(Referring expression data)
=-=-=-=-=
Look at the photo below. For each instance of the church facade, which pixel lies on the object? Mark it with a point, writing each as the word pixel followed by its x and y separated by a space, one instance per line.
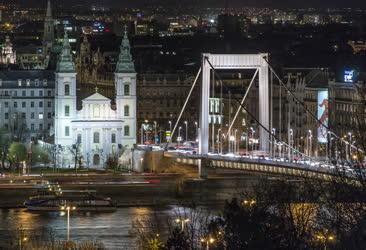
pixel 98 130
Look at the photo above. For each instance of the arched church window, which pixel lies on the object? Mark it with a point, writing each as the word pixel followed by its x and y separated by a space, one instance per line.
pixel 127 89
pixel 67 89
pixel 96 111
pixel 127 130
pixel 78 140
pixel 96 137
pixel 127 110
pixel 67 110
=-=-=-=-=
**What is needed**
The output should consist of the records above, reproduced exactly, without pictures.

**Response area**
Look at the photo below. For each instance of the church facade, which pixel lies on the object? Mark it with a point, writing each as the word pixel followed by its x and y separated by a space, one instance per line.
pixel 98 130
Look at the photo above. For each instance of the arched church window, which pixel lies on the object? Mark it with a point, writing each as the word pixel followed by its x and y separated by a space, one instance per line.
pixel 127 89
pixel 67 89
pixel 96 111
pixel 127 130
pixel 78 140
pixel 96 137
pixel 127 110
pixel 67 110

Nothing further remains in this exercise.